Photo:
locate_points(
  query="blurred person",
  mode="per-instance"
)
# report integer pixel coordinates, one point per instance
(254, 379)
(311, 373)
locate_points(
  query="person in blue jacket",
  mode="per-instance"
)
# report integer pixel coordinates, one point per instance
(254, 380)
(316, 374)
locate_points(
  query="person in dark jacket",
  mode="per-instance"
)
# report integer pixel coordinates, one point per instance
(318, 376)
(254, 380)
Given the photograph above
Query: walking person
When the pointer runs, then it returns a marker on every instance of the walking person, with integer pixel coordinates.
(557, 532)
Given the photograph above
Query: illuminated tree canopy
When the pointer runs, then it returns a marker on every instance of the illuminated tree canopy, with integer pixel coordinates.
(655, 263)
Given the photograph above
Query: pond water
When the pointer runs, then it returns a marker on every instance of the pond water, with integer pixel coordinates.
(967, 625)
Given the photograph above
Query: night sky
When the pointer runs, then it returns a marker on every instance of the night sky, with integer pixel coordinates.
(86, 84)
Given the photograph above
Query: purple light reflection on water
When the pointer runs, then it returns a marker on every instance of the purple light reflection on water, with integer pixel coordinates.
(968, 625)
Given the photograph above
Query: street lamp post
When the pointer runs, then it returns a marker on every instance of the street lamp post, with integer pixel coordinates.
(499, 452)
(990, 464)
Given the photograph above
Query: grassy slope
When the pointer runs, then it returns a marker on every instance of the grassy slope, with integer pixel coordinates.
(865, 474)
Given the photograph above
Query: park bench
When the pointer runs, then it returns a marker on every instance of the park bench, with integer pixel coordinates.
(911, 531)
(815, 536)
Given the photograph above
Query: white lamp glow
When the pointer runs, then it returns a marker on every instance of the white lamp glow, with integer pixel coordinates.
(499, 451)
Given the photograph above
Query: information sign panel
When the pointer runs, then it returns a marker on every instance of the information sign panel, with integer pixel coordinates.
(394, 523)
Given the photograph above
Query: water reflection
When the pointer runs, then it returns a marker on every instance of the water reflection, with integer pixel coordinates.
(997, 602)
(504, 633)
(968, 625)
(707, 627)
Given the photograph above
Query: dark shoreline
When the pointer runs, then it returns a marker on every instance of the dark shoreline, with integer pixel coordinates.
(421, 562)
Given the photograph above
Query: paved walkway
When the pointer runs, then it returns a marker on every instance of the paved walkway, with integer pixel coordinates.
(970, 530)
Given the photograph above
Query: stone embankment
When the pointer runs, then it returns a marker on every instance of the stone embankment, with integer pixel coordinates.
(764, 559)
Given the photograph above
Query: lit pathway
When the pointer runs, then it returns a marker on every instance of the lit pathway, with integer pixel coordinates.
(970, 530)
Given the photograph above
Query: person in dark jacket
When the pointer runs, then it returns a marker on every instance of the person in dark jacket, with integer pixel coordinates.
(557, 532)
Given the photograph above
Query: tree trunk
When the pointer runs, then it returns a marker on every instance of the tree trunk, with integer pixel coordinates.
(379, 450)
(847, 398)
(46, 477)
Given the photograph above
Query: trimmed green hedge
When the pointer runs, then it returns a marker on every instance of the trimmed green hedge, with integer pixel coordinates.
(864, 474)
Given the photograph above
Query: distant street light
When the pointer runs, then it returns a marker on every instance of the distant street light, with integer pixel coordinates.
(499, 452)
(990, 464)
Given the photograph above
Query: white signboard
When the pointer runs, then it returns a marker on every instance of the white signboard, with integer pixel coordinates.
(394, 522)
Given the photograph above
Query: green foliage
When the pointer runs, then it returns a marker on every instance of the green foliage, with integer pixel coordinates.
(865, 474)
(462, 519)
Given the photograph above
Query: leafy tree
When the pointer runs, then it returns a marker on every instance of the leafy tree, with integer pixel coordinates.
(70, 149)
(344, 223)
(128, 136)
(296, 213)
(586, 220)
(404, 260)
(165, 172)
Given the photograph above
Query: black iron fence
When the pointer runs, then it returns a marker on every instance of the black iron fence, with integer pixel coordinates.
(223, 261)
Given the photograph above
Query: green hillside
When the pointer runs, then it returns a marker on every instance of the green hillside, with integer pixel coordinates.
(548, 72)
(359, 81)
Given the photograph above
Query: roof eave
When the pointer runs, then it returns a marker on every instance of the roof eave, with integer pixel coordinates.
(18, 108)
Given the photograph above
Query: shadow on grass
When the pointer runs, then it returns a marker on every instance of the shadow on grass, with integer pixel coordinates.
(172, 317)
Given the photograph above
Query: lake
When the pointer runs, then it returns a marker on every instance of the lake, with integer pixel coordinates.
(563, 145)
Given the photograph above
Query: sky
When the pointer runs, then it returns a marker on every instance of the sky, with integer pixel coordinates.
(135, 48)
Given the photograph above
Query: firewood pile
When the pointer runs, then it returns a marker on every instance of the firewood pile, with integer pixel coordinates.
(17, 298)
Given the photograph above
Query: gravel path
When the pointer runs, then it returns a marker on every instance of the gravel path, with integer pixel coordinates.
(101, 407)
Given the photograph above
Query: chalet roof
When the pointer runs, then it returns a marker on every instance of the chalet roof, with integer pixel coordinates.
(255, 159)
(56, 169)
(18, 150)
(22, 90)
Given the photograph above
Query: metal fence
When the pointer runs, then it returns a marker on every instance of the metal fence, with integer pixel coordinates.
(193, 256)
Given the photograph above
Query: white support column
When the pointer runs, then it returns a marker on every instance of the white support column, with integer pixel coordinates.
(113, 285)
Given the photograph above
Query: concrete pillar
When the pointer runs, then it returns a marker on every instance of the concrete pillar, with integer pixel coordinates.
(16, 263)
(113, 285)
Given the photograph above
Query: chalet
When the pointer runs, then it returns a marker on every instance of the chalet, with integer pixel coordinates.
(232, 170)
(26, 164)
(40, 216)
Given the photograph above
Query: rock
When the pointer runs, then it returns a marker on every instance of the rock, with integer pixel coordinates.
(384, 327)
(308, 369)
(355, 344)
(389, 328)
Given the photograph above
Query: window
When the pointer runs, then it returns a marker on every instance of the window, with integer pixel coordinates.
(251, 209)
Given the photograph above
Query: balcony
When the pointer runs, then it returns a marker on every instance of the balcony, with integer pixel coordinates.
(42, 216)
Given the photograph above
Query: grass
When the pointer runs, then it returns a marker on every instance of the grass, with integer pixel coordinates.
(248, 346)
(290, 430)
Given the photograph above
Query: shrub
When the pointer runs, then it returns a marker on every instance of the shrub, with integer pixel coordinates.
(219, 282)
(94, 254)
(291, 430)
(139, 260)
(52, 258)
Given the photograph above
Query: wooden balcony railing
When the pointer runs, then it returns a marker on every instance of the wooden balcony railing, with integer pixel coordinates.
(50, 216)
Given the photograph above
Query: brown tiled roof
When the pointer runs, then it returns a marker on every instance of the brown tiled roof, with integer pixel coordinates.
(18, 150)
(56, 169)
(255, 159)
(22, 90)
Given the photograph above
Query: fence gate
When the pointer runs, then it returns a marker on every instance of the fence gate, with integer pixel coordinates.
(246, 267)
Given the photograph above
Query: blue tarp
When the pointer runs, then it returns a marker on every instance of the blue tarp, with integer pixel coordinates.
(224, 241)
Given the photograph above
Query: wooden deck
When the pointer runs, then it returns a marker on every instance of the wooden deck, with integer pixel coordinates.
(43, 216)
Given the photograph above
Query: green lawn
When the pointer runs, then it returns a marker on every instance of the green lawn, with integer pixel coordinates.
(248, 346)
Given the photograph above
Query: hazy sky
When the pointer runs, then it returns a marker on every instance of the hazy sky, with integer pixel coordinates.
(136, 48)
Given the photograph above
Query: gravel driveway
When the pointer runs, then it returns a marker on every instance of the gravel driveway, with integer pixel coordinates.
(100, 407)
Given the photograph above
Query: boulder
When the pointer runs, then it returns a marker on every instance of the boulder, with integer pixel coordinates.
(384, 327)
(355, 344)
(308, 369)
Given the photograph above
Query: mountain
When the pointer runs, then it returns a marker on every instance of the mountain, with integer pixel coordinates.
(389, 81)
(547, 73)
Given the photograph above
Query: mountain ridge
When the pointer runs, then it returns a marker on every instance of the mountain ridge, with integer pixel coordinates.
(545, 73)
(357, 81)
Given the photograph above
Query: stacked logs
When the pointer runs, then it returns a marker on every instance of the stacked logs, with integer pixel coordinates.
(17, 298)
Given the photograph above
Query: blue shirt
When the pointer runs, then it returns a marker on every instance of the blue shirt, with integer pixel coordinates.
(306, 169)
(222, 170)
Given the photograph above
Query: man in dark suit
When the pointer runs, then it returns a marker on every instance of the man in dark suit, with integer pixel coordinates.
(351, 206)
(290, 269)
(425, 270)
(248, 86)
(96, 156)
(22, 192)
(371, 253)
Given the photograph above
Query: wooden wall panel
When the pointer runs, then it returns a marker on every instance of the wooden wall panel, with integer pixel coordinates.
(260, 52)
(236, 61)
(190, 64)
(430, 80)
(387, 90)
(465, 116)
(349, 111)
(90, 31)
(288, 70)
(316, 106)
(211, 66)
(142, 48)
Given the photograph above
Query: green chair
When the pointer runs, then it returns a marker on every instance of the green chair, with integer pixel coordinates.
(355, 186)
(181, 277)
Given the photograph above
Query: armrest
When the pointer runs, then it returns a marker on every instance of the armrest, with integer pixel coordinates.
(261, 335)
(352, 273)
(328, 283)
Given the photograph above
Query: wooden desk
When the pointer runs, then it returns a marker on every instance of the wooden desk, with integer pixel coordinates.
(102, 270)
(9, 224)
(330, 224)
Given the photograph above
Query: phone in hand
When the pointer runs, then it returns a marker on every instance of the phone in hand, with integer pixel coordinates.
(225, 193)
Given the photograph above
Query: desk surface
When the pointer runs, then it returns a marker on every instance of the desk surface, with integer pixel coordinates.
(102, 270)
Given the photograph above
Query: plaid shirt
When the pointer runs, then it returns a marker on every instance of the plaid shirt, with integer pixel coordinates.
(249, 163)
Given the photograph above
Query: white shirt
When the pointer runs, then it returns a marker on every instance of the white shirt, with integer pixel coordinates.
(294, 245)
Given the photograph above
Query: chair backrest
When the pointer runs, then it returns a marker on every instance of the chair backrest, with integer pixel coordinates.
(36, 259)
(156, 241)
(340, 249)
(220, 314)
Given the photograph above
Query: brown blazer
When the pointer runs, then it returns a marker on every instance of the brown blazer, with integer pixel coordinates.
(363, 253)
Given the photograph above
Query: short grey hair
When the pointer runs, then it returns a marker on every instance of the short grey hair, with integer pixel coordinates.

■ ■ ■ ■ ■

Task details →
Starting at the first line of the records, print each line exactly, stopping after the line that contains "Query: night sky".

Response area →
Photo:
locate_points(
  query="blurred person",
  mode="per-instance"
)
# report integer pixel coordinates, one point per instance
(254, 379)
(311, 373)
locate_points(
  query="person in blue jacket",
  mode="per-instance"
)
# report integer pixel coordinates, one point per instance
(254, 380)
(316, 374)
locate_points(
  query="person in dark jacket",
  mode="per-instance"
)
# report integer pixel coordinates, one point per instance
(318, 376)
(254, 380)
Given the photograph above
Query: walking person
When the pointer runs, then it returns a marker on every instance of the walking person, with integer pixel coordinates.
(557, 532)
Given the photograph above
Query: illuminated tree canopy
When the pointer runs, then it returns a marker on every instance of the illuminated tree canopy, with integer pixel coordinates.
(655, 263)
Given the photograph above
Query: pond water
When the pointer runs, then it returns a marker on every instance of the pond water, with integer pixel coordinates.
(967, 625)
Given the photograph above
Query: night sky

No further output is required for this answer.